Job: Take the line that has "the white window" in it and every line after it to the end of the entries, and reproduce them exactly.
==== The records ====
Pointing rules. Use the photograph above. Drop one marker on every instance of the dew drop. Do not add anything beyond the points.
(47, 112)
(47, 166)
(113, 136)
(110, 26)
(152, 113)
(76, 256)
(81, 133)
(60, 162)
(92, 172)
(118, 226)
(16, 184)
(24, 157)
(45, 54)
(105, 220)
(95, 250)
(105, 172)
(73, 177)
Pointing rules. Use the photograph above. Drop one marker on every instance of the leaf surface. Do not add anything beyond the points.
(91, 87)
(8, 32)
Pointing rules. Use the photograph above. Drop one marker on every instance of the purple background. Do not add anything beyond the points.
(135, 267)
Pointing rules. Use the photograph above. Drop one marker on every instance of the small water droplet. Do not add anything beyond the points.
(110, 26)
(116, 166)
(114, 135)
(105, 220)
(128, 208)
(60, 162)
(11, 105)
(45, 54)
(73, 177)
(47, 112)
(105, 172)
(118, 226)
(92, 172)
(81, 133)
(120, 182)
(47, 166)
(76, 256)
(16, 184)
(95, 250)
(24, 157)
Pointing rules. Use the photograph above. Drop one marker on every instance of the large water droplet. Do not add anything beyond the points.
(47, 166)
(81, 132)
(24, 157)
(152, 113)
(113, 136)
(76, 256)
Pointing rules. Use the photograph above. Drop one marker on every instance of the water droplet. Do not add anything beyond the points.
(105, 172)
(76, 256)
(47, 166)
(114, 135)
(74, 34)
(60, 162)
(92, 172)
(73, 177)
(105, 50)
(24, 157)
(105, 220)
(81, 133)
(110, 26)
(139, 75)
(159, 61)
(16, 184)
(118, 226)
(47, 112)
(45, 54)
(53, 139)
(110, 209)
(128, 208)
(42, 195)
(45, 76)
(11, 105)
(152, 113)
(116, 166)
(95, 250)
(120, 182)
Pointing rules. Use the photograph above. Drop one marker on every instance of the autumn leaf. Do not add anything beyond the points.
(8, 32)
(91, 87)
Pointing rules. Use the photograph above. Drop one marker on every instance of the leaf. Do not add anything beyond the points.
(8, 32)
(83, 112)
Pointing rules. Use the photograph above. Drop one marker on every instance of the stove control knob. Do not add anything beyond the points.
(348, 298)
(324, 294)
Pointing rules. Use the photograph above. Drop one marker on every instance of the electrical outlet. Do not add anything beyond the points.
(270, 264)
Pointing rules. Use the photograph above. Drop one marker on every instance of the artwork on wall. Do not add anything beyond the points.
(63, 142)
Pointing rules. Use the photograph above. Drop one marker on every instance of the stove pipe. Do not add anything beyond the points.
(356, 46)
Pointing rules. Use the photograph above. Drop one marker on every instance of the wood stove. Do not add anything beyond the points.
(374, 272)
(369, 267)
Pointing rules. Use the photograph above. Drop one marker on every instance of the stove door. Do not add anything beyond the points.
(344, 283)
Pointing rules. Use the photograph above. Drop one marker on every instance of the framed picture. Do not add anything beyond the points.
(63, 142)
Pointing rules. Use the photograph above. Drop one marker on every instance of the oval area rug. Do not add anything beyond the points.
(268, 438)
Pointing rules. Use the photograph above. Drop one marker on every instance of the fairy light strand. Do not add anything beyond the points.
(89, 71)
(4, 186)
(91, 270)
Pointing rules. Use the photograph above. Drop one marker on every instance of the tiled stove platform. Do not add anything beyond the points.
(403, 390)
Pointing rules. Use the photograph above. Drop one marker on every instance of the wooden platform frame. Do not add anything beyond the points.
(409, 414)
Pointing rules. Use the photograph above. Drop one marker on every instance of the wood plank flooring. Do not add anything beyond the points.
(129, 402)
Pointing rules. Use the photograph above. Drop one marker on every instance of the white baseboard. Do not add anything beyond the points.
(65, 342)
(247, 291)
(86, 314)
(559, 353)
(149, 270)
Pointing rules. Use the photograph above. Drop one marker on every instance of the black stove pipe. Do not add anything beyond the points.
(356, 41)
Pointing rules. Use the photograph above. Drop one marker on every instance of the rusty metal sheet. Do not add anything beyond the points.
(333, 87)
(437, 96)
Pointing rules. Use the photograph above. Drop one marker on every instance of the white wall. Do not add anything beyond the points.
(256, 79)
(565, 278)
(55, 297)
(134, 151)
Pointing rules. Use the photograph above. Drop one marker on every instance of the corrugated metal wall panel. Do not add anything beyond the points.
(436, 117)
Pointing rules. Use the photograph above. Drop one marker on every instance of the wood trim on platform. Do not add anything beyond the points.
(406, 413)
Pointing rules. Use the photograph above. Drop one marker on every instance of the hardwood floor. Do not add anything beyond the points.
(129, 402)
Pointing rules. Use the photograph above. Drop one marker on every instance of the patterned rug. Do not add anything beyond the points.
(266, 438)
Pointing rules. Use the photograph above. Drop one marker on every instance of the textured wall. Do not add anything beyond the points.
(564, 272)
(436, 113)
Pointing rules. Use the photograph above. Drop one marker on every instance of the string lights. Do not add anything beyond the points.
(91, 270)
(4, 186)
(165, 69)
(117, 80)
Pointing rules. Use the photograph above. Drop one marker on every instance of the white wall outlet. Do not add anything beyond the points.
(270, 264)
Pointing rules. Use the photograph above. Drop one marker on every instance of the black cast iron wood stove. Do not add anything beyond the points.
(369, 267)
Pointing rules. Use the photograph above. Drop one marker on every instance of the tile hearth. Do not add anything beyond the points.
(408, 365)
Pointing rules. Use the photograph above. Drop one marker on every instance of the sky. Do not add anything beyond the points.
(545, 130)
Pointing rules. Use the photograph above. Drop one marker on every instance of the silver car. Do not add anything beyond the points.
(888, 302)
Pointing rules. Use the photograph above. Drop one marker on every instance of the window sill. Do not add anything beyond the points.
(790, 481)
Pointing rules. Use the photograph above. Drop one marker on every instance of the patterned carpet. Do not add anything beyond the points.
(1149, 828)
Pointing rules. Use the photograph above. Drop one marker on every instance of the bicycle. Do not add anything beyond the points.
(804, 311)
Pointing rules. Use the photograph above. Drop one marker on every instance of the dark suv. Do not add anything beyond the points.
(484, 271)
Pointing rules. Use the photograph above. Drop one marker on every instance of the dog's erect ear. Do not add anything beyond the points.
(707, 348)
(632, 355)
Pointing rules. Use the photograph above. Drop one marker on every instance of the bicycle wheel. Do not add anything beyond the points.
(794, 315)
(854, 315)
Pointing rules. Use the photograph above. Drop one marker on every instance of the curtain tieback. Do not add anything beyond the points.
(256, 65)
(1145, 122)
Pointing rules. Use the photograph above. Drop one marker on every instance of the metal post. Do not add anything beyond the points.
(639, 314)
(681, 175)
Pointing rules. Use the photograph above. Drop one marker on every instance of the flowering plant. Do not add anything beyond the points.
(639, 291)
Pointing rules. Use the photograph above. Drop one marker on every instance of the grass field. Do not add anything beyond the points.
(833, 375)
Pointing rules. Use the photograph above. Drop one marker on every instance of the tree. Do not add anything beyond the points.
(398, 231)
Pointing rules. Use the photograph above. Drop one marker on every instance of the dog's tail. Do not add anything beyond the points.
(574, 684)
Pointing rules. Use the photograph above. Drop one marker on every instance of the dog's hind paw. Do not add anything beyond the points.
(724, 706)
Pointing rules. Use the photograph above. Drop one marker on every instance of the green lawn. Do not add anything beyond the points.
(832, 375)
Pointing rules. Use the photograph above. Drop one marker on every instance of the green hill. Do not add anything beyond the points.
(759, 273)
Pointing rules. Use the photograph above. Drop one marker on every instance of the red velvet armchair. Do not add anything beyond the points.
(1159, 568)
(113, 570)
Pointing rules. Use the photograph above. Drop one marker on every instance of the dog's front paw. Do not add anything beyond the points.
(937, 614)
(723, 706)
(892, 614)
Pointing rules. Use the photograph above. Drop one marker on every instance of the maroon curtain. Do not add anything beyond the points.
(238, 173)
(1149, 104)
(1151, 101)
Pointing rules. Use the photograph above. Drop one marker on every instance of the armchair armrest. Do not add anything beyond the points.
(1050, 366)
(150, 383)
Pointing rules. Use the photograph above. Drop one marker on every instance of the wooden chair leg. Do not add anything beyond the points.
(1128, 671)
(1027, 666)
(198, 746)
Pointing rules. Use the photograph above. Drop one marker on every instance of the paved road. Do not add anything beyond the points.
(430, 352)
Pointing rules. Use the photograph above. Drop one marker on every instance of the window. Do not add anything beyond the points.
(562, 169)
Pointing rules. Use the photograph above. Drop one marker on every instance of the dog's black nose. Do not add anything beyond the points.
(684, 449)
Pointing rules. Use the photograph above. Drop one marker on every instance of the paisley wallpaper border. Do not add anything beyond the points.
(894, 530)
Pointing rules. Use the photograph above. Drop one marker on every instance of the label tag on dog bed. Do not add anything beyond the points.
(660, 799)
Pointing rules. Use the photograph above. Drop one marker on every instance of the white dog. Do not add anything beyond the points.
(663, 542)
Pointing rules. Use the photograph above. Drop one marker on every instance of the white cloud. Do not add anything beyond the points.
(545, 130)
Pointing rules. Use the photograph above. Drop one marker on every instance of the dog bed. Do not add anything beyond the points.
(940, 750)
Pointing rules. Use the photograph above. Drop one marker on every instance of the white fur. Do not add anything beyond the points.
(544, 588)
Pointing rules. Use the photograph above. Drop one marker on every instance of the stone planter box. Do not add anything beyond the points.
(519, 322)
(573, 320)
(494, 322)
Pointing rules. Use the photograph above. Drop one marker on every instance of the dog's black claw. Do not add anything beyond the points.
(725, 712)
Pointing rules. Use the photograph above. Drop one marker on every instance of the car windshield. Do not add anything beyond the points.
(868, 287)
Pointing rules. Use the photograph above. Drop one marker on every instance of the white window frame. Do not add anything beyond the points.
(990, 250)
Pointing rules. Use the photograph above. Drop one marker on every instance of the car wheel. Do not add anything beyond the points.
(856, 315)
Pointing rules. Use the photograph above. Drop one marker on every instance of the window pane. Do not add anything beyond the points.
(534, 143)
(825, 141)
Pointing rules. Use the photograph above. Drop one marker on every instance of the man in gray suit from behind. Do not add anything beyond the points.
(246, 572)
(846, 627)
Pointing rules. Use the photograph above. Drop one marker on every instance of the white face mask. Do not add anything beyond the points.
====
Task result:
Pointing rules. Use the photograph above. Drop one marker on every instance of the white window frame. Do not add anything beyond the points.
(990, 250)
Pointing rules. Use the photograph above. Drop one marker on every instance of the car wheel. Do not add anything beyond the points.
(856, 315)
Pointing rules. Use the photograph above. Drop one marker on every instance of the window pane. Do not add anything beyond the points.
(534, 143)
(825, 141)
Pointing rules. Use the photograph above. Drop one marker on every instance of the man in gray suit from behind. Do not add anything beyond the points.
(246, 572)
(846, 627)
Pointing rules. Use the photograph above. Drop one marker on every instance of the white face mask. Do not add anything beyond the points.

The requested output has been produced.